> WRITTEN REQUEST A:
In the entries, take the stretch from the start through the line containing "POLYGON ((96 109, 100", swap "exterior" for "outer", and give those lines again with nothing else altered. Leave out the pictures.

However I think it is very useful philosophically to the exposition of this reconstruction.

So it’s a shame! :slight_smile:

I guess I will revise without it, thanks for catching it :slight_smile:

No bias against the fourfold scheme, I just think it is literally included in the sixfold.

I think that the sixfold list is just as widespread as the fourfold one in the early material, and I think it more or less just saves time to fold it into the main text.

I think in all probability many of these tropes started out as singular recollections that where then pressed into service hundreds of times each through the EBT.

Thus the fact that all the patipada suttas use the four fold list is not really evidence of anything more than that the first one did and the rest copied that. Similarly with the escape (6 fold) trope.

But they are both clearly very early, very important, universally recognised teachings.

And I think they are pretty straightforwardly reconcilable as one being a shortening of the other for terms that have no gratification.

i.e what is the gratification of suffering?

there isn’t one pretty much by definition.

and mentioning it’s danger is redundant too.

So we end up with just 4 relevant factors for things like suffering and poisons.

But this obscures the full scope and power of the Buddha’s insight which includes the savour and the danger of any term or attachment, including lovely stuff.

This one is again just sort of experimental, I am trying to get to the bottom of what the asava’s really meant to the first layer of the EBT, and it seems to me likely that we start out in the early poetry with maybe one or one and a half, that is that the basic idea in the poetry is that:

sensuality is the obstacle to wisdom.

Everything else is just an elaboration of that idea.

kāmāsavāpi cittaṁ vimuccati, the mind is free form sensuality
bhavāsavāpi cittaṁ vimuccati, the mind is free from being
avijjāsavāpi cittaṁ vimuccati, the mind is free from ignorance

I.e wanting to know something that you don’t know, I think “ignorance” sort of obscures the active and pernicious nature of avijjāsavā, all the āsavā appear to be dynamic, formative influences, basically the desire to feel pleasures, the desire to “be” someone, and the desire to know or find certainty, all of these things drive us through life.

These are the things given up by the practitioner.

[Data items]
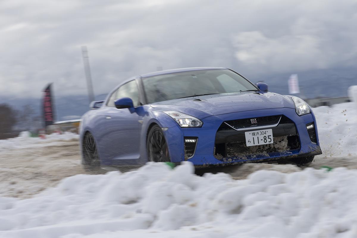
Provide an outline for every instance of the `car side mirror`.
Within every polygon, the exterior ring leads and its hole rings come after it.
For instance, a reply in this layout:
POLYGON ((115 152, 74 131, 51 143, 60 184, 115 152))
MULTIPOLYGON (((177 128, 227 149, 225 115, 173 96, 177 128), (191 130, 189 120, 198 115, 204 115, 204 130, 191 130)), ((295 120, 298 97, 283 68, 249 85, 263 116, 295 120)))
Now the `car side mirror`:
POLYGON ((122 108, 131 108, 134 107, 133 100, 129 97, 119 98, 114 102, 115 107, 118 109, 122 108))
POLYGON ((96 109, 100 107, 101 105, 100 105, 104 101, 93 101, 89 104, 89 108, 91 109, 96 109))
POLYGON ((255 86, 262 92, 268 91, 268 85, 266 83, 259 82, 256 83, 255 86))

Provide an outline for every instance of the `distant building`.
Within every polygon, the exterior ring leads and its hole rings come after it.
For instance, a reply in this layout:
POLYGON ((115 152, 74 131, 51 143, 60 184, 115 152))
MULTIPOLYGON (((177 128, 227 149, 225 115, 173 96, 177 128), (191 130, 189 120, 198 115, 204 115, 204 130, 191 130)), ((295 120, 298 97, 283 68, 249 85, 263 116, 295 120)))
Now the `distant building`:
POLYGON ((50 133, 60 131, 68 131, 74 133, 78 133, 78 128, 81 119, 57 121, 47 126, 47 132, 50 133))
POLYGON ((306 99, 305 101, 312 107, 316 107, 322 106, 331 106, 333 104, 351 101, 351 100, 348 97, 314 98, 313 99, 306 99))

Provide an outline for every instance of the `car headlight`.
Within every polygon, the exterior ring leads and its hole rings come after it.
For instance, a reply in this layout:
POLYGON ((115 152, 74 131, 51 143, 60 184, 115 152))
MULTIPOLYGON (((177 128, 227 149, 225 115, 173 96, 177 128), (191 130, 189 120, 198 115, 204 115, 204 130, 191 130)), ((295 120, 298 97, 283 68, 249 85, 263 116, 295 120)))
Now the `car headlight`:
POLYGON ((295 110, 298 115, 302 116, 311 112, 310 107, 303 100, 297 97, 293 97, 291 99, 295 104, 295 110))
POLYGON ((203 124, 199 119, 184 113, 174 111, 163 112, 171 117, 181 127, 199 127, 203 124))

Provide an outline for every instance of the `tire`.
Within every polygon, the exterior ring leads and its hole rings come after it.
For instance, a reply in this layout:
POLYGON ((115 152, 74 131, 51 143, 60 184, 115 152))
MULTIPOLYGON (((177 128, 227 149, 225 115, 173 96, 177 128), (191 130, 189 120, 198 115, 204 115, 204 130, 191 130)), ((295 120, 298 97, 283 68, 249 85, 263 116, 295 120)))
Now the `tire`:
POLYGON ((82 164, 85 170, 91 173, 100 172, 100 159, 98 154, 97 144, 90 132, 84 135, 82 144, 82 164))
POLYGON ((157 125, 152 127, 146 138, 147 158, 150 161, 170 162, 169 148, 161 128, 157 125))
POLYGON ((307 166, 310 165, 313 160, 315 156, 307 156, 291 159, 289 162, 295 164, 298 166, 307 166))

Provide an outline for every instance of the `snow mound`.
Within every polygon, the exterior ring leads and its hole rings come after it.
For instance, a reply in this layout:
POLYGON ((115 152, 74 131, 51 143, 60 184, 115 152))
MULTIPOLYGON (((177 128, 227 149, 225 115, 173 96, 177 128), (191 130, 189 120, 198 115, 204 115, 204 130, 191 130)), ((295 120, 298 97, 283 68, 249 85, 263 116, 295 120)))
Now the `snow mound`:
POLYGON ((354 102, 357 106, 357 85, 350 86, 347 91, 347 95, 352 102, 354 102))
POLYGON ((353 237, 357 171, 262 170, 246 179, 149 163, 0 197, 0 237, 353 237))
POLYGON ((325 156, 357 154, 357 106, 353 102, 313 108, 325 156))
POLYGON ((28 131, 23 131, 17 137, 0 140, 0 152, 34 147, 60 146, 62 145, 61 142, 76 141, 79 138, 79 135, 69 132, 62 134, 53 133, 46 135, 45 139, 31 137, 31 135, 28 131))

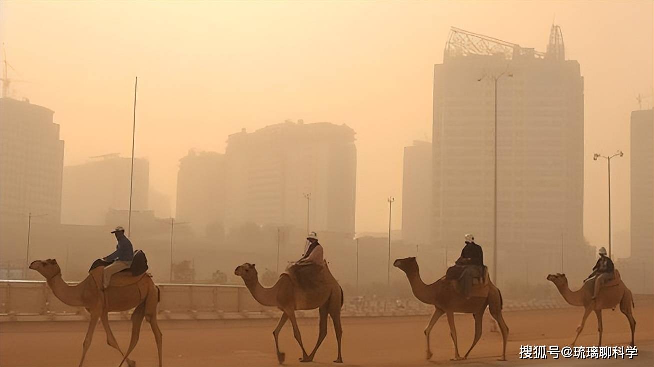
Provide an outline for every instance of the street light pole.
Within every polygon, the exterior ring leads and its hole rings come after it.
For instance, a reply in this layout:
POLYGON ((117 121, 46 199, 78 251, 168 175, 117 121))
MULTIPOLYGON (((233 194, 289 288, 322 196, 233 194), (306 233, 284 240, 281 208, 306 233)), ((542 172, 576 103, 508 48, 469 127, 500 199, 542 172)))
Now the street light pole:
POLYGON ((390 220, 393 213, 393 203, 395 198, 392 196, 388 198, 388 289, 390 289, 390 220))
MULTIPOLYGON (((494 239, 493 239, 493 256, 492 256, 492 260, 493 260, 492 278, 495 281, 496 285, 498 285, 499 283, 499 281, 498 281, 497 279, 497 82, 500 79, 502 79, 502 77, 504 77, 504 75, 507 75, 509 78, 513 77, 513 75, 512 73, 507 73, 507 71, 508 71, 508 68, 507 68, 507 70, 505 70, 499 75, 493 75, 488 77, 491 79, 492 79, 495 84, 495 113, 494 113, 495 118, 494 118, 494 143, 493 144, 493 153, 494 155, 494 164, 493 165, 493 167, 494 170, 495 183, 493 185, 494 191, 493 194, 493 203, 494 203, 493 223, 494 226, 494 229, 493 230, 494 239)), ((486 77, 487 76, 485 75, 481 78, 477 79, 477 81, 481 82, 481 80, 484 80, 484 79, 485 79, 486 77)))
MULTIPOLYGON (((188 222, 178 222, 177 224, 188 224, 188 222)), ((175 218, 170 218, 170 283, 173 283, 173 243, 175 234, 175 218)), ((194 260, 195 259, 194 259, 194 260)))
POLYGON ((27 267, 29 268, 29 241, 31 237, 32 234, 32 218, 39 218, 39 217, 45 217, 48 215, 47 214, 41 214, 40 215, 32 215, 30 212, 28 219, 27 219, 27 253, 26 254, 26 260, 27 260, 27 267))
POLYGON ((625 156, 625 153, 622 152, 622 150, 618 150, 615 154, 611 156, 605 156, 601 154, 595 153, 593 157, 593 160, 597 160, 598 158, 604 158, 608 162, 608 174, 609 174, 609 258, 611 258, 611 247, 613 243, 613 238, 611 234, 611 160, 615 157, 623 157, 625 156))
POLYGON ((307 236, 309 236, 309 204, 311 200, 311 193, 305 194, 304 198, 307 199, 307 236))
POLYGON ((356 295, 359 296, 359 239, 356 238, 356 295))

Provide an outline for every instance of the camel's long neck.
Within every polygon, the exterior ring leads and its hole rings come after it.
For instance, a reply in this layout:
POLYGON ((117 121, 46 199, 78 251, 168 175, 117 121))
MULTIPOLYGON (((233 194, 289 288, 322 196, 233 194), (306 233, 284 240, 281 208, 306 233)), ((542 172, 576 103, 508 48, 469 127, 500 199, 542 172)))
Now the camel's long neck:
POLYGON ((64 304, 73 307, 82 307, 84 306, 84 302, 82 300, 82 290, 84 289, 83 284, 82 283, 77 285, 69 285, 66 282, 63 281, 61 274, 55 275, 48 279, 48 285, 52 290, 52 293, 54 293, 55 296, 64 304))
POLYGON ((583 306, 583 292, 581 289, 572 292, 568 287, 568 282, 563 282, 560 284, 556 283, 559 292, 563 296, 566 302, 572 306, 583 306))
POLYGON ((415 268, 409 269, 406 271, 406 274, 415 298, 422 303, 434 304, 436 300, 434 291, 430 289, 430 287, 424 284, 422 279, 421 279, 420 269, 418 266, 416 266, 415 268))
POLYGON ((277 285, 272 288, 264 288, 259 283, 259 279, 247 281, 245 282, 245 287, 250 290, 256 302, 265 306, 275 307, 277 306, 277 285))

> WRITTEN REQUEST B:
In the document excerpt, what is the basic idea in the early poetry?

> RIGHT ANSWER A:
Provide an outline for every instance of the `car side mirror`.
Within every polygon, the outer ring leads and its hole rings come after it.
For instance, a reply in this layout:
POLYGON ((115 152, 74 131, 51 143, 60 184, 115 152))
MULTIPOLYGON (((177 128, 227 149, 225 115, 173 96, 177 128), (191 130, 189 120, 198 115, 204 115, 204 130, 191 130)), ((295 120, 298 97, 283 68, 249 85, 263 116, 295 120)))
Now the `car side mirror`:
POLYGON ((122 108, 131 108, 134 107, 133 100, 129 97, 119 98, 114 102, 115 107, 118 109, 122 108))
POLYGON ((96 109, 100 107, 101 105, 100 105, 104 101, 93 101, 89 104, 89 108, 91 109, 96 109))

> RIGHT ANSWER B:
Sensuality is the obstacle to wisdom.